◆ **What to work on**
Return the stretch of data from the line containing "Quickly — is there any striped" through the line containing "[462, 458, 701, 673]" as a JSON list of strings, one per line, with blank lines and pictures left out.

◆ **Exercise inputs**
**********

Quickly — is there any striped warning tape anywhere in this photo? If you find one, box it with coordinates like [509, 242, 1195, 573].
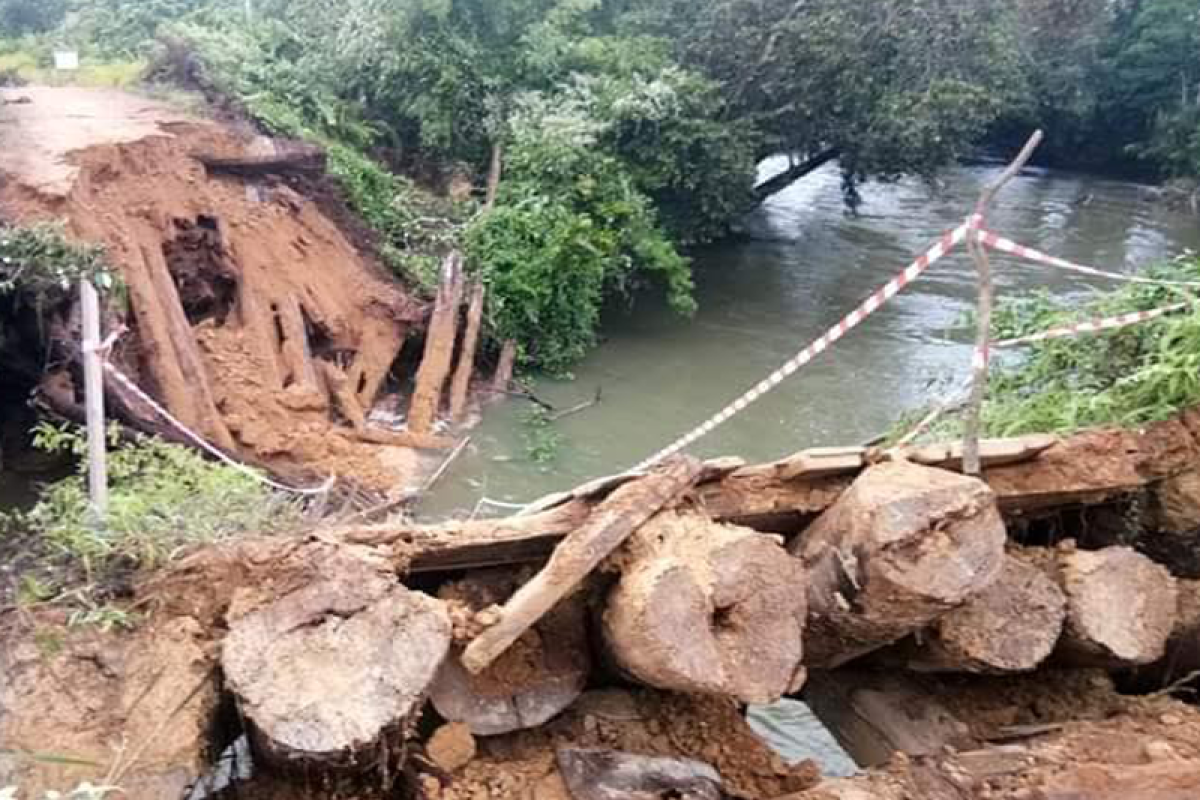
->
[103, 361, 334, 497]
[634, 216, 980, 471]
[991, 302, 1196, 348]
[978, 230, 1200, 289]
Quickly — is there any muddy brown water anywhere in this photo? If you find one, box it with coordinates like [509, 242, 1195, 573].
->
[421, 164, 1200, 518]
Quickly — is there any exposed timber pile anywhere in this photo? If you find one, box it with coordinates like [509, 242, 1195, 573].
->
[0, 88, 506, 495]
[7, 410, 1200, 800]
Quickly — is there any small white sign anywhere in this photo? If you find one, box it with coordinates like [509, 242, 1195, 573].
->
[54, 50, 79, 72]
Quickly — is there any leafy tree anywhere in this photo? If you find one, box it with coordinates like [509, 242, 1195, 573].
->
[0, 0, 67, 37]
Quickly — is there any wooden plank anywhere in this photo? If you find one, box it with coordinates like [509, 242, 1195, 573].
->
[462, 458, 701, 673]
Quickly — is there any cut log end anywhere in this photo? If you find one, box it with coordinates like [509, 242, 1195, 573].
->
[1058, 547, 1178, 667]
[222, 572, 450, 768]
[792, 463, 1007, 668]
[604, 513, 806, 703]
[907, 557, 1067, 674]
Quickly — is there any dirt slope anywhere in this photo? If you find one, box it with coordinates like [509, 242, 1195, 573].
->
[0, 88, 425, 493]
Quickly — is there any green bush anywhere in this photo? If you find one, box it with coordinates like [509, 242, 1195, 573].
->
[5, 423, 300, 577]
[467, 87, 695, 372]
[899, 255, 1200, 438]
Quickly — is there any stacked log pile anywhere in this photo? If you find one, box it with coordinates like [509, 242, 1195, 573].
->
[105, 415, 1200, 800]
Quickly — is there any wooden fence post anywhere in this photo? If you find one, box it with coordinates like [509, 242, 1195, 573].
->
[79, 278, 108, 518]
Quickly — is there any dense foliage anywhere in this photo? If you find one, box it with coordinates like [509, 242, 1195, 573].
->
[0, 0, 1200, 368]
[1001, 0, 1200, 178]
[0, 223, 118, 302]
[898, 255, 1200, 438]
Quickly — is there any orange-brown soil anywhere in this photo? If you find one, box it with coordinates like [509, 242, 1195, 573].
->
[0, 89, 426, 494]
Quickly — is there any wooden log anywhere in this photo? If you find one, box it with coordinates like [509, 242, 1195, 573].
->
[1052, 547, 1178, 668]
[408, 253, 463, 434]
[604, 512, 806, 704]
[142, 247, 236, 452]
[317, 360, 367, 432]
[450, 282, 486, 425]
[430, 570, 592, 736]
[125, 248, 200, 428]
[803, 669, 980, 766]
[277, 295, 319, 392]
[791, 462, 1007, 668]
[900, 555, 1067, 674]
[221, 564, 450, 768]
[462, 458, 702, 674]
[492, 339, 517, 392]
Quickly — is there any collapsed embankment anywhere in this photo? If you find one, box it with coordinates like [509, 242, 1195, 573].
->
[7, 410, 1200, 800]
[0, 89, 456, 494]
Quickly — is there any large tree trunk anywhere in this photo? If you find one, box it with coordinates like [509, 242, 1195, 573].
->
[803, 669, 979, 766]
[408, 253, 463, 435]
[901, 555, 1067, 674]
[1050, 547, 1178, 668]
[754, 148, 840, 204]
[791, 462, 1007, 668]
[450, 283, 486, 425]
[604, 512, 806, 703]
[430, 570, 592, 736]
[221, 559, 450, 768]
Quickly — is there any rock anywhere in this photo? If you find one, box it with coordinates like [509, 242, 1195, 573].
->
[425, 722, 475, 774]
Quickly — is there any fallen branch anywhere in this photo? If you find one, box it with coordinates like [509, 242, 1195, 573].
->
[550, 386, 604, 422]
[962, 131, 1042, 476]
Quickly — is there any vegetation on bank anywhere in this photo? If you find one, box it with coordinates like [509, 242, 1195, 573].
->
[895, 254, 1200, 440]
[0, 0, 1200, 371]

**********

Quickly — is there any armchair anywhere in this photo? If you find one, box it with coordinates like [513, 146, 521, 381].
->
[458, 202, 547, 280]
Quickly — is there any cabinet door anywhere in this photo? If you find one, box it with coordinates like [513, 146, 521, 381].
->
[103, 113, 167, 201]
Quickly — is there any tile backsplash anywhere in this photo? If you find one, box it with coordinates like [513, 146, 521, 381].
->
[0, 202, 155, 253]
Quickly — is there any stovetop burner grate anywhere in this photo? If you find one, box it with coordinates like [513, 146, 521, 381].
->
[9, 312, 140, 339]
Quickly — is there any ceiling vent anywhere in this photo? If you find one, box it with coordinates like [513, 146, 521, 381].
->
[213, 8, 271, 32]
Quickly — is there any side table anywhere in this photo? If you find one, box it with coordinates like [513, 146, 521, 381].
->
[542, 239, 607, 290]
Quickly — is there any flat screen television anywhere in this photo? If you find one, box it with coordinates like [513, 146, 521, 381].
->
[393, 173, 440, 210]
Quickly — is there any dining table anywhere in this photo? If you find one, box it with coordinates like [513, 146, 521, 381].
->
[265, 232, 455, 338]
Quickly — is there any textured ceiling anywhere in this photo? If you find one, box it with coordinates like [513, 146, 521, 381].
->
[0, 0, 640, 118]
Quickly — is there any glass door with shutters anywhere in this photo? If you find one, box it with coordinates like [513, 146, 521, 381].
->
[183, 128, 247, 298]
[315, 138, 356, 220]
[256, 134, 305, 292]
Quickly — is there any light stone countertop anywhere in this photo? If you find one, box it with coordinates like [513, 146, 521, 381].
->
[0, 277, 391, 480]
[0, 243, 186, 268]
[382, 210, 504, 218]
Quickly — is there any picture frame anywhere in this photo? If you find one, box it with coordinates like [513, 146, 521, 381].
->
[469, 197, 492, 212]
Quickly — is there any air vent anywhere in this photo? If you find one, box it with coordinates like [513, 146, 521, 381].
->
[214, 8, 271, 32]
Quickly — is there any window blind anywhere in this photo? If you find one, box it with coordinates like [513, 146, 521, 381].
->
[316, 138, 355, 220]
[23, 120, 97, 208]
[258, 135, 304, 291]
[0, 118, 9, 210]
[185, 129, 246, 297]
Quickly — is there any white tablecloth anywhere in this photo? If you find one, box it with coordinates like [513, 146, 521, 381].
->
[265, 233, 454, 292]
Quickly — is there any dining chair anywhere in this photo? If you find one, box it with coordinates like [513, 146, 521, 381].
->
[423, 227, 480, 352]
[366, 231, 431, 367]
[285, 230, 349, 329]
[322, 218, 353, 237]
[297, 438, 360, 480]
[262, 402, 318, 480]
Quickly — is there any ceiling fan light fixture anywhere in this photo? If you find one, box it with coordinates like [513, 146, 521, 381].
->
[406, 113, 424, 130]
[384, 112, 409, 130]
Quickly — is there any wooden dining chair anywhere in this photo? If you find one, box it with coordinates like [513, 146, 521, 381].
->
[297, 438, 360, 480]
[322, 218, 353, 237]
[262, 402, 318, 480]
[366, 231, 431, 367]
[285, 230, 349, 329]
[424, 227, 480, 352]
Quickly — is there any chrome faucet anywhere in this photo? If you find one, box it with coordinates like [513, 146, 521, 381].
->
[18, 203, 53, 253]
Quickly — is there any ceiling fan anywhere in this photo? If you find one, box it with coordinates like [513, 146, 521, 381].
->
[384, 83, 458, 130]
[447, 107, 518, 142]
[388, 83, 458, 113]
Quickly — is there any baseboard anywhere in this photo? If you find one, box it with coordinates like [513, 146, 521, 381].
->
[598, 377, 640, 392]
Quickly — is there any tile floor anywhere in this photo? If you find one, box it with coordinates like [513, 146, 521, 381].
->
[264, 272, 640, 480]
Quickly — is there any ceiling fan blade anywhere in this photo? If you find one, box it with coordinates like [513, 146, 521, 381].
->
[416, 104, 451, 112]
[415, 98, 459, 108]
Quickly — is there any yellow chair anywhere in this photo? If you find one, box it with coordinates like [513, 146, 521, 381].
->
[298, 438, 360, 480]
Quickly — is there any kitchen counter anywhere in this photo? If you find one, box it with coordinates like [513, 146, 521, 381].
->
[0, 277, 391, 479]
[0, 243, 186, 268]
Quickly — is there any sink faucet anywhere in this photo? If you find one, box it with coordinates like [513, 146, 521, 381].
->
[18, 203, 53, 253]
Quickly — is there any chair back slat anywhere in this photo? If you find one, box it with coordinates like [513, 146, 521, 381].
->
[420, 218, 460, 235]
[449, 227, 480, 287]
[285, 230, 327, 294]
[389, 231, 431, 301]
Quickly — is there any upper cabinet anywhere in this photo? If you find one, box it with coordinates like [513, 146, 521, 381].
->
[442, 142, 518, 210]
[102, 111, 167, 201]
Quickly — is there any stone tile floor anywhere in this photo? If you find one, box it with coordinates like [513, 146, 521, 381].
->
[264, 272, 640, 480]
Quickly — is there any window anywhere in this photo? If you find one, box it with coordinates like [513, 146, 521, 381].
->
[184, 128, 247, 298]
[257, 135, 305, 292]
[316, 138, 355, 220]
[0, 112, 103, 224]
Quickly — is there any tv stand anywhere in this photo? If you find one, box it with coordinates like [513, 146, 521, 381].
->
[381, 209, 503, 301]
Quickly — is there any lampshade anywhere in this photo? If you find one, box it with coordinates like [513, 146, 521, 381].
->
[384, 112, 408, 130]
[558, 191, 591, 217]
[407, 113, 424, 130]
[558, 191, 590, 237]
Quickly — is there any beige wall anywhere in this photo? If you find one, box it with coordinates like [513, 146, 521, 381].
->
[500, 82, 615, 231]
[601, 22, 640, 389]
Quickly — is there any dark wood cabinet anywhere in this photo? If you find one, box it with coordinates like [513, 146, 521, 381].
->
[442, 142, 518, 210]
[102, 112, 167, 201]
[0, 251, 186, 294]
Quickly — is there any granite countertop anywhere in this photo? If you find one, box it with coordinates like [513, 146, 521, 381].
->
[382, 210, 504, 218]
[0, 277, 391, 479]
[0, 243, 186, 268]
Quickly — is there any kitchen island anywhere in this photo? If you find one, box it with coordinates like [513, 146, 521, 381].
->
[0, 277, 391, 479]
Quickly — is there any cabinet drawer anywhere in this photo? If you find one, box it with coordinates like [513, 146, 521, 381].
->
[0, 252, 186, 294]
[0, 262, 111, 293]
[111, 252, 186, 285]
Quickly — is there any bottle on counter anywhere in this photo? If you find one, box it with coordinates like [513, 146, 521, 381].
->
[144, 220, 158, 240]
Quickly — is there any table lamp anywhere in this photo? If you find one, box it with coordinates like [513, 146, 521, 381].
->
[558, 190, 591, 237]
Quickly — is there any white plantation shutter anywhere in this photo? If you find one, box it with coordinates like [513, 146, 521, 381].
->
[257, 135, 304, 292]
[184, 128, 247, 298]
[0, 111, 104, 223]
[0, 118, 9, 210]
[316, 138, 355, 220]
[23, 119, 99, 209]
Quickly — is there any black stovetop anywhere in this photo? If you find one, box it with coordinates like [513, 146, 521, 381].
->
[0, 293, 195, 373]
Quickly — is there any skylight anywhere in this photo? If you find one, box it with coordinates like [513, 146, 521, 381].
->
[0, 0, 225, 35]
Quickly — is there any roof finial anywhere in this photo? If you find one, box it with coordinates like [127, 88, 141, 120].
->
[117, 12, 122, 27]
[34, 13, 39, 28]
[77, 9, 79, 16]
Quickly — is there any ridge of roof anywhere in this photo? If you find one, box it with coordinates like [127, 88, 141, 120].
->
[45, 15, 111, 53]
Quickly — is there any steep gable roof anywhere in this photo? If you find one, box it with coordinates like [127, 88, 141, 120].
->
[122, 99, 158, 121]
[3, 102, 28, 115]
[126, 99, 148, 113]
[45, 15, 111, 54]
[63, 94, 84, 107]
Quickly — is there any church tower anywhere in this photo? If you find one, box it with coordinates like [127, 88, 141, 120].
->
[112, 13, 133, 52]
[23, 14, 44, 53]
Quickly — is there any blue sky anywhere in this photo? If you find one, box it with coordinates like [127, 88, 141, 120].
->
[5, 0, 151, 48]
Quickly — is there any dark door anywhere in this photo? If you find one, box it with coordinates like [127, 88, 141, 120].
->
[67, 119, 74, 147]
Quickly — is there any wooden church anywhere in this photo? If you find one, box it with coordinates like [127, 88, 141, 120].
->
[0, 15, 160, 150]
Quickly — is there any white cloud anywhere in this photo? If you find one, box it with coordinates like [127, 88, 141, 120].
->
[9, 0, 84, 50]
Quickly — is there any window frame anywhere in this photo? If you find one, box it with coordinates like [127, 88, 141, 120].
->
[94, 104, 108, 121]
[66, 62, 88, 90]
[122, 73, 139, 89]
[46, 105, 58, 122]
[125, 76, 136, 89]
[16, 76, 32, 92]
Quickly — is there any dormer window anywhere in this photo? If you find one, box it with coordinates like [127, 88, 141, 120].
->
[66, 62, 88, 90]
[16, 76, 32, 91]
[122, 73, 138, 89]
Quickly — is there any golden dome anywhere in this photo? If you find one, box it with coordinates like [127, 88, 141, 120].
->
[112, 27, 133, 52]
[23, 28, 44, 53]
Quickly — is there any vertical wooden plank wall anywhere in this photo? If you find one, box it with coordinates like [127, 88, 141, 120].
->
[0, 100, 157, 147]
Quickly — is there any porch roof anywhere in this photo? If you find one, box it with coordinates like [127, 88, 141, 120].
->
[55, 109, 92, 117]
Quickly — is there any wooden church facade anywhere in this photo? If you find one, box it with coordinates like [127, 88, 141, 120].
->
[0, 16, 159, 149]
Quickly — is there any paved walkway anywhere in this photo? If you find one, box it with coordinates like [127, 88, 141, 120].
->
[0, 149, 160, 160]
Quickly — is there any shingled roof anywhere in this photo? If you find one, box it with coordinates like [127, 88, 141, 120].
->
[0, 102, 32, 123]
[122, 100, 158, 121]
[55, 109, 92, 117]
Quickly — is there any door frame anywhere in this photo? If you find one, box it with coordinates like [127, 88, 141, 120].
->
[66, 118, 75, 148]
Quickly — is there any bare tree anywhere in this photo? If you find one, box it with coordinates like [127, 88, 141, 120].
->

**********

◆ **Expected answer**
[
  "Quickly — is there any striped warning tape anywhere in this photo? If you find one, box it with coordinates like [509, 242, 1195, 573].",
  "->",
  "[103, 361, 334, 497]",
  "[634, 216, 980, 471]",
  "[991, 302, 1196, 348]",
  "[978, 230, 1200, 289]",
  "Quickly — is there any muddy brown water anywhere in this photo? If you find one, box it with coordinates like [509, 242, 1195, 573].",
  "->",
  "[421, 164, 1200, 518]",
  "Quickly — is there any exposed timber pile anywhere in this photo? If you find one, box it with coordinates like [509, 242, 1195, 573].",
  "->",
  "[0, 88, 506, 495]",
  "[7, 410, 1200, 800]",
  "Quickly — is there any small white sign anywhere in this photo? If you find one, box it with coordinates like [509, 242, 1195, 573].",
  "->",
  "[54, 50, 79, 72]",
  "Quickly — is there any leafy tree anywhere in this photo? If you find one, box it with coordinates like [509, 242, 1195, 573].",
  "->",
  "[0, 0, 67, 37]",
  "Quickly — is there any wooden plank anywhere in this photo? If you find one, box it with coordinates like [509, 242, 1195, 573].",
  "->",
  "[462, 458, 701, 673]"
]